* [Task brief] Write out exactly the lines from the start of the entries through the one that contains "point_to MUST indicate the excavator wheel", including both.

Referring expression data
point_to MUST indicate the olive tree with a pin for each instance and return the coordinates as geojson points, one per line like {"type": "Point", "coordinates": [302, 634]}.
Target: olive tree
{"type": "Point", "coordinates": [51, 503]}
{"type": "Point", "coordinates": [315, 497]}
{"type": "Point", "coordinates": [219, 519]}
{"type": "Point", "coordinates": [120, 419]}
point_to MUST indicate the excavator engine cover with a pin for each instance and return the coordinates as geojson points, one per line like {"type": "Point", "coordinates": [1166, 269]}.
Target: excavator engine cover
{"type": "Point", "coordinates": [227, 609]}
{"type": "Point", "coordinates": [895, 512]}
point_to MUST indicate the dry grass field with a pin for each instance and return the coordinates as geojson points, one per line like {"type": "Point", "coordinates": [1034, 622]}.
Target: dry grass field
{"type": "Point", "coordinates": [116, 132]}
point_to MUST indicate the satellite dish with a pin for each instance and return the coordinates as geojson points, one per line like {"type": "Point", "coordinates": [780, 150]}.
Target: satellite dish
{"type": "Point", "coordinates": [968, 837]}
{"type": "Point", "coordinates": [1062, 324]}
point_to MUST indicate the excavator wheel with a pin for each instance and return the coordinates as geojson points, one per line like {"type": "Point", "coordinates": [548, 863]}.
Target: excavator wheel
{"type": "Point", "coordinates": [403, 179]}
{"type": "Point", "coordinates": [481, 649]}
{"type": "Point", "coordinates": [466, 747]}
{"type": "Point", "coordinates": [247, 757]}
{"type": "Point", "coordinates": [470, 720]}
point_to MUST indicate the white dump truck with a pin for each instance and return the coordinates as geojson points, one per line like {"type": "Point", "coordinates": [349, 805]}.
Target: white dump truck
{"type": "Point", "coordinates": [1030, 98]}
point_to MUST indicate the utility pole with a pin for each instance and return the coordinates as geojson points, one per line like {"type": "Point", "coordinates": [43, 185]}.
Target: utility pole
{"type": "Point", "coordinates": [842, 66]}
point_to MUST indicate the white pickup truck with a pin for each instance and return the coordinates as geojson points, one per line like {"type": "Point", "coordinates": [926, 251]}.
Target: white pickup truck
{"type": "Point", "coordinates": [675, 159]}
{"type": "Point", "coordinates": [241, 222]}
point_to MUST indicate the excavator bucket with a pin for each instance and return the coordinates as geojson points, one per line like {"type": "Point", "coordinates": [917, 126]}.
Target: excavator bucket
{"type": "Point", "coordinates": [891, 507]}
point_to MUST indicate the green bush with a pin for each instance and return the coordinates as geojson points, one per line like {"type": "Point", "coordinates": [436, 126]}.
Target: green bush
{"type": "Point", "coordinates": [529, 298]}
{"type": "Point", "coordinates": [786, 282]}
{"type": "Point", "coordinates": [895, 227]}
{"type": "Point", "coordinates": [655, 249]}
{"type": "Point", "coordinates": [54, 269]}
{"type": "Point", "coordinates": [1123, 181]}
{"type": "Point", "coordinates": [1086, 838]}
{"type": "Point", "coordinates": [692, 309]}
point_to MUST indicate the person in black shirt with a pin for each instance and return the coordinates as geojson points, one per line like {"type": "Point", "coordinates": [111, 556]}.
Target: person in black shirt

* [Result for this task]
point_to MUST indicate the olive tree with a pin for each instance and return the coordinates as geojson points, one per line like {"type": "Point", "coordinates": [302, 634]}.
Target: olive tree
{"type": "Point", "coordinates": [51, 503]}
{"type": "Point", "coordinates": [315, 497]}
{"type": "Point", "coordinates": [219, 519]}
{"type": "Point", "coordinates": [120, 419]}
point_to MUST indicate the excavator engine cover with a pin for each instance and return the coordinates as geojson points, one per line like {"type": "Point", "coordinates": [1166, 269]}.
Target: excavator engine cover
{"type": "Point", "coordinates": [227, 609]}
{"type": "Point", "coordinates": [895, 512]}
point_to MUST indicate the dry grass field with a pin for each instance and return the coordinates as geojson points, one per line like {"type": "Point", "coordinates": [1034, 622]}.
Target: dry grass field
{"type": "Point", "coordinates": [116, 132]}
point_to MUST indicate the satellite dish with a pin for each instance and return the coordinates as geojson points, one per line like {"type": "Point", "coordinates": [780, 150]}.
Target: satellite dish
{"type": "Point", "coordinates": [968, 837]}
{"type": "Point", "coordinates": [1062, 324]}
point_to MUST indicate the excavator wheel with a pin for each instance and return the coordinates as geojson points, one per line like {"type": "Point", "coordinates": [548, 863]}.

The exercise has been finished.